## Extrait à lire
======

Cette politique de soutien doit être poursuivie, car le pastoralisme est une activité nécessaire et structurante pour nos territoires. La France est déjà très dépendante de l’étranger en matière de viande de mouton notamment. C’est l’une des raisons pour lesquelles nous devons protéger l’élevage ovin.

De plus, la question de l’entretien des alpages est manifeste.

Le plan loup nous permet de dresser un état des lieux réguliers de la situation, et son élaboration doit être l’occasion de mener une véritable concertation. Le plan d’action national sur le loup 2008-2012, engagé, je le répète, par un gouvernement de droite, arrive à son terme, et le plan 2013-2017 est en cours d’achèvement.

Il est indispensable que le ministère de l’écologie mène ce travail avec ambition et aboutissent à des résultats en intégrant toutes les parties prenantes. Les conclusions du groupe national loup seront d’ailleurs rendues publiques la semaine prochaine, et le plan sera dévoilé en avril. J’espère vivement qu’il tiendra compte de tout ce qui aura été dit aujourd’hui dans cet hémicycle, comme de tout ce qui s’est dit dans les différents territoires.

D’ici là, profitons de cette occasion pour dire ce qu’il y a à dire et pour que le nouveau plan loup puisse satisfaire tous les acteurs. Quelles que soient ses conclusions, les dispositifs d’accompagnement existent, ainsi que les mesures de défense et de régulation.

======

## Série d'exercices
(a) D'après le discours sur le plan loup, à quel moment le nouveau plan sera-t-il dévoilé ?
(b) Écrivez la suite du discours sur le plan loup après sa dernière phrase.
Les items ne sont d'aucune utilité ici.

======

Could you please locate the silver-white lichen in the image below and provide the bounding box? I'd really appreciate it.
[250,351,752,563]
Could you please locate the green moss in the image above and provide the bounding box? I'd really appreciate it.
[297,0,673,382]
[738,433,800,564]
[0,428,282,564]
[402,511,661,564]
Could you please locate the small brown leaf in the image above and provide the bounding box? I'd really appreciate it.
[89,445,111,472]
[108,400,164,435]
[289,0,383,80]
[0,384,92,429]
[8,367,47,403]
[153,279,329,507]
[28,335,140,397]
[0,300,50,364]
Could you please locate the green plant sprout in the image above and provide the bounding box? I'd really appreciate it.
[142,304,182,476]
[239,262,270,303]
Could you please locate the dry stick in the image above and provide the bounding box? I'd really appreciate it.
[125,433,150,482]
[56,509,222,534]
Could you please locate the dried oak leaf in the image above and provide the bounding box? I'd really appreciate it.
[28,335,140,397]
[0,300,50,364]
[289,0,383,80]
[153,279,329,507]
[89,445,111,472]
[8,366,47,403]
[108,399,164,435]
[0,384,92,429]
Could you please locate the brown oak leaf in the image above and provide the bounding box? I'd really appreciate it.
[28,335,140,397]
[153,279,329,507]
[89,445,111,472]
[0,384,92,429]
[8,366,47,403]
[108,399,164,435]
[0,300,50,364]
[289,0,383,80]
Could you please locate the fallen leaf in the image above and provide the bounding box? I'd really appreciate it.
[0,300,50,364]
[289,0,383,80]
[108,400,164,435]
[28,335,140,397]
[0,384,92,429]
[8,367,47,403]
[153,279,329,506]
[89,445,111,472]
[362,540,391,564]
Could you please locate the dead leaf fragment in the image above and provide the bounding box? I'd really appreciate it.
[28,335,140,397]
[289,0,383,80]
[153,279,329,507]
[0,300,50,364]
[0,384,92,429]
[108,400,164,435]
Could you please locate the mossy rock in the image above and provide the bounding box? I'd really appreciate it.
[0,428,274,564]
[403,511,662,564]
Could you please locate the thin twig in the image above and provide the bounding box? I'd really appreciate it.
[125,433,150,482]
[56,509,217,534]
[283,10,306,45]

======

## Réponses
(a) En avril.

(b)
On peut estimer que l’accompagnement n’est pas satisfaisant, ni même suffisamment mobilisé ; c’est pourquoi il est avant tout nécessaire d’encourager les pratiques innovantes, les retours d’expérience et les échanges entre éleveurs sur les pratiques pastorales pour les adapter.

M. Alain Bertrand. Des études ! Toujours des études !

Mme Évelyne Didier. Il convient donc d’anticiper en toute transparence l’expansion future de la population des loups, afin de préparer les évolutions à venir et de laisser le temps aux hommes de prendre la mesure des changements nécessaires.

Le loup a sa place en France, et une cohabitation avec les activités pastorales doit être possible. Elle doit être organisée ; partant, il faut la préparer. Cependant, chaque région a ses spécificités culturales, pastorales et historiques : il est donc indispensable d’adapter les modalités d’action à chaque territoire.

Sur ce plan, les déclarations de Mme la ministre me semblent aller dans le bon sens. Même si je comprends l’appel lancé par notre collègue Alain Bertrand, j’estime qu’il faut laisser le travail de long terme engagé par le ministère de l’écologie s’accomplir sereinement dans le cadre du nouveau plan loup, fondé sur la concertation avec tous les acteurs.

Croire qu’un texte de loi peut résoudre une question aussi complexe ne me semble pas raisonnable.

M. Jacques Mézard. À quoi sert le législateur ?

M. Alain Bertrand. C’est cela, supprimons le Parlement !

Mme Évelyne Didier. Au contraire, cette démarche est de nature à créer un clivage sur ce débat, ainsi que nous avons pu le constater ici. Cela ne doit pas être.

C’est pourquoi, dans sa grande majorité, le groupe CRC n’est pas favorable à la présente proposition de loi.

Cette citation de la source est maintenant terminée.